──────── Exercise inputs ────────

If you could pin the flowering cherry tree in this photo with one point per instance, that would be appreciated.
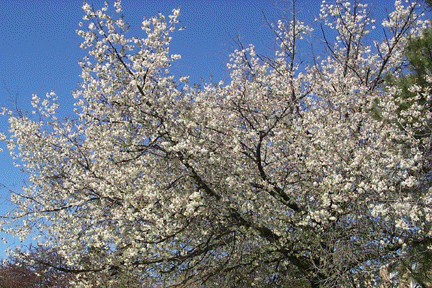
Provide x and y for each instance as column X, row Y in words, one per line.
column 283, row 174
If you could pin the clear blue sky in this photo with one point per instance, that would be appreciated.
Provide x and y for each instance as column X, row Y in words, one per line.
column 39, row 48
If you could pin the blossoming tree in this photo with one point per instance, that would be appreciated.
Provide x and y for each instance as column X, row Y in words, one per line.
column 283, row 174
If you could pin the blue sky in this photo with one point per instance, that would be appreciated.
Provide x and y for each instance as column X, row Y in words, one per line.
column 39, row 48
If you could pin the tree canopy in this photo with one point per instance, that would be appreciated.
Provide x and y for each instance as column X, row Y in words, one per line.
column 282, row 176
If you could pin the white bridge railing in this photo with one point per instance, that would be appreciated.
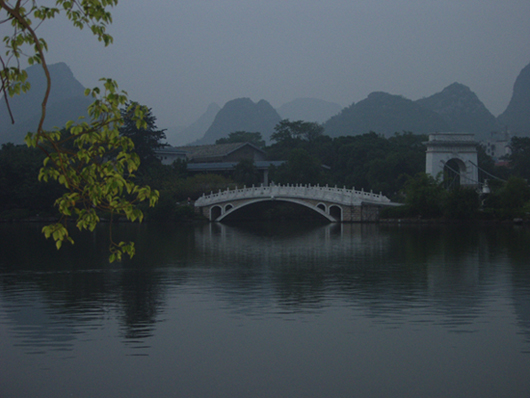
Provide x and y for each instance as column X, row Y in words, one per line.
column 335, row 195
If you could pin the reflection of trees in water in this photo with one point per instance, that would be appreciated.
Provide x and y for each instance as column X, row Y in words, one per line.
column 386, row 270
column 518, row 252
column 77, row 284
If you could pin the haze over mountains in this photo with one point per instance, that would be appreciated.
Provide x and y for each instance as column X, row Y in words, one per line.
column 67, row 101
column 456, row 109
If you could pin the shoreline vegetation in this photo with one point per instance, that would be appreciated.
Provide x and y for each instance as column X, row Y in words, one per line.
column 393, row 166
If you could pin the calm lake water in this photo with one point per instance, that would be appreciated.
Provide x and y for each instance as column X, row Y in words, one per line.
column 267, row 310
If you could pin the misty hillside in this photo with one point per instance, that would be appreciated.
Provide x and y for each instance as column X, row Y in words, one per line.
column 309, row 109
column 66, row 102
column 195, row 131
column 462, row 110
column 516, row 117
column 384, row 114
column 242, row 114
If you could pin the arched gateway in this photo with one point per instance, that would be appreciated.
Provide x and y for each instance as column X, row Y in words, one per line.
column 334, row 204
column 453, row 153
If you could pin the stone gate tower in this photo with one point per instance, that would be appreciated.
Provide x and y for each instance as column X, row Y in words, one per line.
column 460, row 149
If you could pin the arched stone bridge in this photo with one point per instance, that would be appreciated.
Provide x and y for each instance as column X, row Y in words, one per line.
column 335, row 204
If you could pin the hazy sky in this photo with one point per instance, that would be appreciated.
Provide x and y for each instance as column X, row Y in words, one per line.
column 178, row 56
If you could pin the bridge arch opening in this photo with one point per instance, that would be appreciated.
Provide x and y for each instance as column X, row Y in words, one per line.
column 274, row 210
column 215, row 212
column 335, row 212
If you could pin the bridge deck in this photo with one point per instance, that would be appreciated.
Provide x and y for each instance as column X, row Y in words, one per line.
column 336, row 195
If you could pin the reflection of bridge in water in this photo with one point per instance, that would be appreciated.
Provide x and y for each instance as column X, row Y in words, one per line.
column 291, row 244
column 334, row 204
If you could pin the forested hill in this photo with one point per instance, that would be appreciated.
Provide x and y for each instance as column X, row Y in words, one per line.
column 384, row 114
column 516, row 117
column 242, row 114
column 66, row 102
column 462, row 110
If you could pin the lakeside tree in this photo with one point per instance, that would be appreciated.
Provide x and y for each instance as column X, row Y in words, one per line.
column 90, row 159
column 147, row 138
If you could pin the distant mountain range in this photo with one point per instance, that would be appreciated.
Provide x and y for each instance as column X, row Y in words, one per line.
column 385, row 114
column 309, row 109
column 242, row 114
column 456, row 108
column 66, row 102
column 516, row 117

────────

> _Directions for this task_:
Please put the listing above into a Markdown table with two columns, Number and Entry, giving each line its own row. Skip blank lines and leave the pictures out.

> _Response for this exercise_:
| Number | Entry |
|---|---|
| 1 | If you could pin the flowering cherry tree in this photo with one point per instance, that would be appreciated. |
| 2 | Provide x and y for each instance as column X, row Y in words, one per line. |
| 3 | column 283, row 174 |
| 4 | If you could pin the clear blue sky in this photo with one point per instance, that would be appreciated. |
| 5 | Provide x and y for each instance as column X, row Y in words, one per line. |
| 6 | column 39, row 48 |
| 7 | If you could pin the blossoming tree in this photo with one point per instance, that would be appreciated. |
| 8 | Provide x and y for each instance as column X, row Y in words, one per line. |
| 9 | column 283, row 174 |
| 10 | If you could pin the blue sky in this photo with one point per instance, that would be appreciated. |
| 11 | Provide x and y for each instance as column X, row Y in words, one per line. |
| 12 | column 39, row 48 |
| 13 | If you could pin the tree canopy in this photo with one point per instance, that would be appreciated. |
| 14 | Provide x and y for each instance as column X, row Y in words, one per line. |
| 15 | column 282, row 176 |
| 16 | If you could pin the white bridge railing in this photo with one point per instance, that would be appreciated. |
| 17 | Provide x and y for each instance as column X, row Y in words, one per line. |
| 18 | column 335, row 195 |
| 19 | If you could pin the reflection of trees in water in this photo with one point per instance, that would be appreciated. |
| 20 | Provide x and y for each instance as column X, row Y in words, one per line. |
| 21 | column 386, row 270 |
| 22 | column 518, row 252 |
| 23 | column 77, row 284 |
| 24 | If you could pin the haze over mountains in this photo with one point per instance, that would be appreciated. |
| 25 | Provide x and y for each instance as column X, row Y in words, one per line. |
| 26 | column 67, row 101 |
| 27 | column 456, row 109 |
| 28 | If you could pin the shoreline vegetation in this photo with one point per instance, that would be appreciated. |
| 29 | Provide x and y for each instance as column X, row Y in words, one per line. |
| 30 | column 393, row 166 |
| 31 | If you could pin the calm lake water in this photo with one point per instance, that would be appreciated. |
| 32 | Provide x and y for each instance as column X, row Y in words, one per line. |
| 33 | column 267, row 310 |
| 34 | If you could pin the misty hillside in this photo with one point per instance, that would be appreciated. |
| 35 | Provide x and y for each instance as column X, row Y in words, one per line. |
| 36 | column 309, row 109 |
| 37 | column 66, row 102 |
| 38 | column 195, row 131 |
| 39 | column 462, row 110 |
| 40 | column 516, row 117 |
| 41 | column 384, row 114 |
| 42 | column 242, row 114 |
| 43 | If you could pin the arched gateway in this photo with one point per instance, that would be appreciated. |
| 44 | Provide x and y for each instance as column X, row Y in words, one per line. |
| 45 | column 334, row 204 |
| 46 | column 453, row 153 |
| 47 | If you could pin the stone gate tower in this photo with one point per instance, that would be appreciated. |
| 48 | Provide x and y for each instance as column X, row Y in words, one per line. |
| 49 | column 460, row 149 |
| 50 | If you could pin the arched stone bridge in this photo with one point per instance, that would be appreciated. |
| 51 | Provide x and y for each instance as column X, row Y in words, one per line. |
| 52 | column 335, row 204 |
| 53 | If you could pin the hazy sky in this photo with one point per instance, that would be appreciated. |
| 54 | Provide x and y for each instance as column X, row Y in words, one per line. |
| 55 | column 178, row 56 |
| 56 | If you could pin the bridge arch opening in this photo with one point per instance, that would be appreciated. |
| 57 | Provide x and y for each instance as column X, row Y in words, one per line. |
| 58 | column 274, row 210 |
| 59 | column 215, row 212 |
| 60 | column 335, row 212 |
| 61 | If you could pin the bridge deck in this photo with one point per instance, that would be appreciated. |
| 62 | Provide x and y for each instance as column X, row Y in words, one per line. |
| 63 | column 336, row 195 |
| 64 | If you could pin the reflection of bridge in water in this photo with one point per instance, that would be appreciated. |
| 65 | Provide x and y for each instance as column X, row Y in words, one per line. |
| 66 | column 291, row 244 |
| 67 | column 334, row 204 |
| 68 | If you could pin the forested hill in this photo with one point per instance, that would be appreciated. |
| 69 | Provide x and y for each instance as column X, row Y in words, one per line. |
| 70 | column 384, row 114 |
| 71 | column 516, row 117 |
| 72 | column 242, row 114 |
| 73 | column 66, row 102 |
| 74 | column 462, row 110 |
| 75 | If you could pin the lakeside tree in this photo with one point per instance, that would be appreciated. |
| 76 | Provide x and y for each instance as column X, row Y in words, one per line. |
| 77 | column 90, row 159 |
| 78 | column 147, row 138 |
| 79 | If you could pin the distant mountain range in this photo with one point per instance, that would be appreciated. |
| 80 | Provide x and y for each instance as column X, row Y in words, one per line. |
| 81 | column 385, row 114 |
| 82 | column 309, row 109 |
| 83 | column 242, row 114 |
| 84 | column 456, row 108 |
| 85 | column 66, row 102 |
| 86 | column 516, row 117 |